Task to carry out -
Resume the session page on anti-abuse work on wikis after its last line.

Text -

== Segment start ==

[Session] Anti abuse work on wikis
Closed, ResolvedPublic
Actions

Assigned To

Authored By

	Dreamy_Jazz
	Mar 6 2024, 1:22 PM

Description

(Please set yourself as task assignee of this session)

Title of session: Anti abuse work on wikis
Session description: A workshop on anti abuse work on WMF wikis, giving detail on the current systems, recent work, and new tools being created.
Username for contact: @Dreamy_Jazz
Session duration (25 or 50 min): 50 mins
Session type (presentation, workshop, discussion, etc.): Workshop
Language of session (English, Arabic, etc.): English
Prerequisites (some Python, etc.): None
Any other details to share?:
Interested? Add your username below:
@Rina.sl

Notes from session:

Anti abuse work on the wikis

Date and time:

Relevant links

Phabricator task: https://phabricator.wikimedia.org/T359343
Session slides: https://docs.google.com/presentation/d/10dOnsGbF2C3InBUpbp9lCPRSv23XWA9Etd9DhFYrlJk/edit?usp=sharing

Survey - https://wikimedia.qualtrics.com/jfe/form/SV_emruGo866DIuxa6

Agenda

Brief overview of existing anti-abuse efforts across various teams at WMF (10 minutes)

== Segment end ==

(Images for object localization)
== Segment start ==

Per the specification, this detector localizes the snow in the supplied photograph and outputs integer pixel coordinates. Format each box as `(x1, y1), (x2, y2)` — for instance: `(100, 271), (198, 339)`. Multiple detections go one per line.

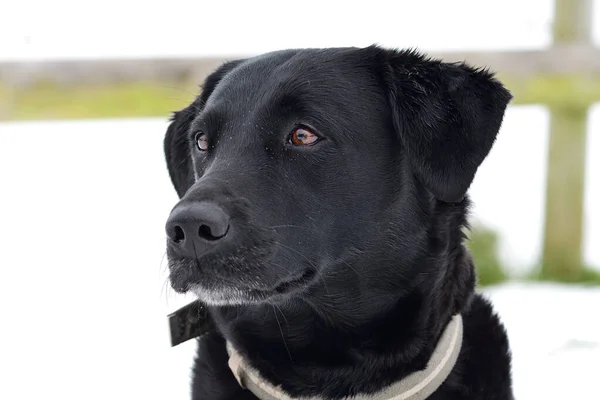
(0, 115), (600, 400)
(0, 0), (556, 60)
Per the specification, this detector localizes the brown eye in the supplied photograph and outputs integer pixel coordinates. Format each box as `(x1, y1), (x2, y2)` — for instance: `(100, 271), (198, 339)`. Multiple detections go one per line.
(196, 132), (208, 151)
(290, 127), (320, 146)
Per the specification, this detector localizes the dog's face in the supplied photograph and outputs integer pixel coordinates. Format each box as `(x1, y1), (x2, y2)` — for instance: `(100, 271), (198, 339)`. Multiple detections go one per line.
(165, 47), (510, 305)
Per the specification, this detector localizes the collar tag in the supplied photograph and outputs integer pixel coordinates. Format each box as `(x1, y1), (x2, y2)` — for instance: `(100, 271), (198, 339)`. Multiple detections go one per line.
(167, 301), (214, 347)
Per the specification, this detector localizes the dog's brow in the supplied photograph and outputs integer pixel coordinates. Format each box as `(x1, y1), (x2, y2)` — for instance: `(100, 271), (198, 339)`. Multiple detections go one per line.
(190, 111), (225, 135)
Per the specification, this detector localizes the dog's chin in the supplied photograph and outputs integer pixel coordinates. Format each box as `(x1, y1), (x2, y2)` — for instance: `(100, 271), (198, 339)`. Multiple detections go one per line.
(178, 269), (317, 307)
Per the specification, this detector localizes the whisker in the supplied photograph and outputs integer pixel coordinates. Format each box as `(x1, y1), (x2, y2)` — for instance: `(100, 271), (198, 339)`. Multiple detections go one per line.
(272, 306), (294, 362)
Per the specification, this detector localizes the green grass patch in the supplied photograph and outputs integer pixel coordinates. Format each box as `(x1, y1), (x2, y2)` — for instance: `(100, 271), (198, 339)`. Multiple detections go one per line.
(527, 266), (600, 286)
(467, 226), (508, 286)
(0, 82), (198, 120)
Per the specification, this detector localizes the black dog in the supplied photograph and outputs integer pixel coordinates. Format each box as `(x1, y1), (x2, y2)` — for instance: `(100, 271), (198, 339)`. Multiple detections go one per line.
(165, 46), (512, 400)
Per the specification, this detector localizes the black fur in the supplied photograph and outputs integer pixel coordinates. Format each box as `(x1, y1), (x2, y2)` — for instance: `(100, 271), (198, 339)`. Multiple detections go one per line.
(165, 46), (512, 400)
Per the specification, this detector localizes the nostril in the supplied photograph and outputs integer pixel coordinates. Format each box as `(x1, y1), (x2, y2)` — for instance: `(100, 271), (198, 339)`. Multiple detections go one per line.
(173, 225), (185, 243)
(198, 225), (229, 241)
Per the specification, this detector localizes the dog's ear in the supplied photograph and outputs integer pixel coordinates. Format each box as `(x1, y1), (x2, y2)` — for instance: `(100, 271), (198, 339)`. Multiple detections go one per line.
(380, 51), (512, 203)
(164, 60), (243, 198)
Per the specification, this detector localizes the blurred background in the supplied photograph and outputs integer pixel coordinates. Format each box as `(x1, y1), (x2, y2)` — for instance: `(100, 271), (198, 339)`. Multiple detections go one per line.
(0, 0), (600, 400)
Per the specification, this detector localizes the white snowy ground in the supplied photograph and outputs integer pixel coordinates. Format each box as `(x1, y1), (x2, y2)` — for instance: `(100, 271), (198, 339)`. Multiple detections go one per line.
(0, 117), (600, 400)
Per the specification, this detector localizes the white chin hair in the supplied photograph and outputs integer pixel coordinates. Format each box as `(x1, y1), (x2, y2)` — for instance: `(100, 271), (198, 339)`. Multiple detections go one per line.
(189, 285), (252, 306)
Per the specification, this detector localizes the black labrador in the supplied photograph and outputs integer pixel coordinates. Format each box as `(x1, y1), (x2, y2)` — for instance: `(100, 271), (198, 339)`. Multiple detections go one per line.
(164, 46), (513, 400)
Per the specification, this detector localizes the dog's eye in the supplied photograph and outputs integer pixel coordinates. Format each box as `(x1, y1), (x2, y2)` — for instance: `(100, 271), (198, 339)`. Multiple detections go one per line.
(196, 132), (208, 151)
(289, 127), (320, 146)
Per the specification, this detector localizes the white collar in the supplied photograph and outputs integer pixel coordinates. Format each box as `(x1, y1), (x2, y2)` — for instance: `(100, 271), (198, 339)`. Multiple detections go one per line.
(227, 314), (463, 400)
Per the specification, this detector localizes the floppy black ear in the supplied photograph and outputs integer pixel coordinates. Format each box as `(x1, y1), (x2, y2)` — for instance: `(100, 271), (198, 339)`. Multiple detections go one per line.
(384, 51), (512, 202)
(164, 60), (243, 198)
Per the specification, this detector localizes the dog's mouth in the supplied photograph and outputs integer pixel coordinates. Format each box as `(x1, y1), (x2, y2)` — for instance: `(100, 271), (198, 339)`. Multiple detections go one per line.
(170, 262), (318, 306)
(262, 269), (317, 295)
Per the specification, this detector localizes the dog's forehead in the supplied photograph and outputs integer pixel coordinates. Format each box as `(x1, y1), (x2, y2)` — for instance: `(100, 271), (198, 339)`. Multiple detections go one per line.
(206, 48), (366, 109)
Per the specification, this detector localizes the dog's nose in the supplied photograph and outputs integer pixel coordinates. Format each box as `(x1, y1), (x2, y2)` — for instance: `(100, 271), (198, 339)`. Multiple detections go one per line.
(166, 202), (229, 258)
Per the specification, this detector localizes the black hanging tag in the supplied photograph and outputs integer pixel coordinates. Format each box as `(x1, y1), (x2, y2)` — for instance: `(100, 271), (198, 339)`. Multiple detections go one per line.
(168, 301), (214, 347)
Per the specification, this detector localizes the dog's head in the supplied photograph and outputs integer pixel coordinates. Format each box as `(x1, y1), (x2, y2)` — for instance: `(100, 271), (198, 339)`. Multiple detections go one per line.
(165, 47), (511, 305)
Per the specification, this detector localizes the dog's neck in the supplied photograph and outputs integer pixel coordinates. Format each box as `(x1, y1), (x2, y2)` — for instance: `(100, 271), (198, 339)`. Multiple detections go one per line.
(213, 245), (474, 398)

== Segment end ==

Answer to this exercise -
[see slides linked above]
Incident Reporting System - can test this on Beta
Exercise: Identify common themes & areas of work
Exercise: Identify weak spots, places for improvement, project ideas
Review as a group
Hack on projects this weekend!

Goals

Know about different areas of work, why they’re happening
Understand how to contribute
Hear your feedback about where we should improve and what we’re doing well
Connect people

Presenter

William Brown - WBrown (WMF) / Dreamy Jazz
Kosta Harlan - KHarlan (WMF)

Participants

Magioladitis
SocialKnowledge

Notes

Temporary accounts

protect contributors in some environments
Q: potential for abuse?

Global User

MediaModeration

..... Blocking Improvements
IP info and IPoid

look up geolocation and ISP info
we're hiding IP addresses, but displayed for temp accounts

Incident reporting system

for users to report harmful content in appropriate place
currently in MTP stage and likely to change - hopefully to production later this year

Agent Header

depricated and replaced with user agent client hints

Other things that are being worked on:

SRE - DDOS attack mitigation
upgrades to captcha
automoderator

automatic reversion of edits deemed to be bad edits or by a machine learning model

abuse filter

support the temp account system

any examples of anti-abuse projects? that we should know about?

About half of the room work on an anti-abuse tool/product

what's interesting to you about this session?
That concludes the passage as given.